DATA FOR PROCESSING section start

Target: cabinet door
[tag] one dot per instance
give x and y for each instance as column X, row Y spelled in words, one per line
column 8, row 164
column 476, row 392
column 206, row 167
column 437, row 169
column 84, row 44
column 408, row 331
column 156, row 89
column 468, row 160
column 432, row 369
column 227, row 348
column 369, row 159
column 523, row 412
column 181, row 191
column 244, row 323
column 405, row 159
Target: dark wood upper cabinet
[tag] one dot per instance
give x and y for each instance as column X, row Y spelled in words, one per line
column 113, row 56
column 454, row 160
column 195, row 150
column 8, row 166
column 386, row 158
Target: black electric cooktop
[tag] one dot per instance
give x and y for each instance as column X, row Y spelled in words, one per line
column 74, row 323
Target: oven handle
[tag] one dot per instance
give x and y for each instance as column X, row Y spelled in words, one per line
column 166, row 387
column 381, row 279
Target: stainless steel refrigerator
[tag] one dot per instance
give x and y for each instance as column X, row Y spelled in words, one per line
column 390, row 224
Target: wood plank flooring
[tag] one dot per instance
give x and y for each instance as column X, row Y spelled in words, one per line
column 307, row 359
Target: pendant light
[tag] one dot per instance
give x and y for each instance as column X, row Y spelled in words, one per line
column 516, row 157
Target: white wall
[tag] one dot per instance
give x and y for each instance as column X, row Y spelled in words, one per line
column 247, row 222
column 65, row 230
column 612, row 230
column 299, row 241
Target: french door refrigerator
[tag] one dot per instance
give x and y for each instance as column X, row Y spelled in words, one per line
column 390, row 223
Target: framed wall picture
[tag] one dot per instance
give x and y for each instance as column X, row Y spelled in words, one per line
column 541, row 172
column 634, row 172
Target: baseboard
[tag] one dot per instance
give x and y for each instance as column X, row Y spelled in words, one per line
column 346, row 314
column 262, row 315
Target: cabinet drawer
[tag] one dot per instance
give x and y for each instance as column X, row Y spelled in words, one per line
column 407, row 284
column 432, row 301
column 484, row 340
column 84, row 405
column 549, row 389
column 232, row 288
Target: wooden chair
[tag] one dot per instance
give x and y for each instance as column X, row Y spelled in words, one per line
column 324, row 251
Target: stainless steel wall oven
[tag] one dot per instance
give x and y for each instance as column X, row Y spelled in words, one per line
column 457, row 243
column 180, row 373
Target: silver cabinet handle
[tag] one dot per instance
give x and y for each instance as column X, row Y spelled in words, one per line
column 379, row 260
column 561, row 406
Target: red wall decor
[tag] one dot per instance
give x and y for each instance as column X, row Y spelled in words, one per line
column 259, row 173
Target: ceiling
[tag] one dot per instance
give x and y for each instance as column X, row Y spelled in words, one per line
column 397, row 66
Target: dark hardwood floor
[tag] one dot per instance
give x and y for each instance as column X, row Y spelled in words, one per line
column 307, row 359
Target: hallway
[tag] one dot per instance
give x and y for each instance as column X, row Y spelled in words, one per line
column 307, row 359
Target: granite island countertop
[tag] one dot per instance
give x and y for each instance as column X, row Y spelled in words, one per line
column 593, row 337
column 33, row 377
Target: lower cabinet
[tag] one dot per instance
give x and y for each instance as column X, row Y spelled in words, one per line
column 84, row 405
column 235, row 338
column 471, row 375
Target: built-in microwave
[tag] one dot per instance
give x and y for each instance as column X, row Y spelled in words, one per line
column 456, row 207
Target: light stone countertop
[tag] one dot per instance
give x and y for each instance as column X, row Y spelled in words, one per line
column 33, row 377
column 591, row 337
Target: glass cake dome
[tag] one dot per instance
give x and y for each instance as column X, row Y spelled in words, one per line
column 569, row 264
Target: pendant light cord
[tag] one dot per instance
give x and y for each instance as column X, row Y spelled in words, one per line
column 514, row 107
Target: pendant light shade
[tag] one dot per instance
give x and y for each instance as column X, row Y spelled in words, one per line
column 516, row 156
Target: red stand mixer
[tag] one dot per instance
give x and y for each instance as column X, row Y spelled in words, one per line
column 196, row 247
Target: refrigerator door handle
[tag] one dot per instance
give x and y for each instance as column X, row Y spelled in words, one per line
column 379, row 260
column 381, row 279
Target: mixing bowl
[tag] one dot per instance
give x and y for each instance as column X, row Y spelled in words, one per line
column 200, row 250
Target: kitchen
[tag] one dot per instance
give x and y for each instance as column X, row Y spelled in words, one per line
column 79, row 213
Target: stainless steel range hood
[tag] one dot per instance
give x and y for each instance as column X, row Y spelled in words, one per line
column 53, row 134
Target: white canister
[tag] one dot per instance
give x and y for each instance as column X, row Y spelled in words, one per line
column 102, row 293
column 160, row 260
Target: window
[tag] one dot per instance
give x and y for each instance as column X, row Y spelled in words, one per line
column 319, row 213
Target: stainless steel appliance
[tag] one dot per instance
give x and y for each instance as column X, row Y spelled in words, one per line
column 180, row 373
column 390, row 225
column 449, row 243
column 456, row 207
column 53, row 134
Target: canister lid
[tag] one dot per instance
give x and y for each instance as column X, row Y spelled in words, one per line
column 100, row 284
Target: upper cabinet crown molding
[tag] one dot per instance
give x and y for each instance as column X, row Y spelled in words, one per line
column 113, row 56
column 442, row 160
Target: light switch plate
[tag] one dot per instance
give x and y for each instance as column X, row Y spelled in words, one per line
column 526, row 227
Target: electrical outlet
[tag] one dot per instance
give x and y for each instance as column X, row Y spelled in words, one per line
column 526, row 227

DATA FOR PROCESSING section end

Scan the data for the word "light" and copy every line where it shows up.

Target: pendant light
Target: light stone countertop
Target: pendant light cord
Target: pendant light shade
Target: light switch plate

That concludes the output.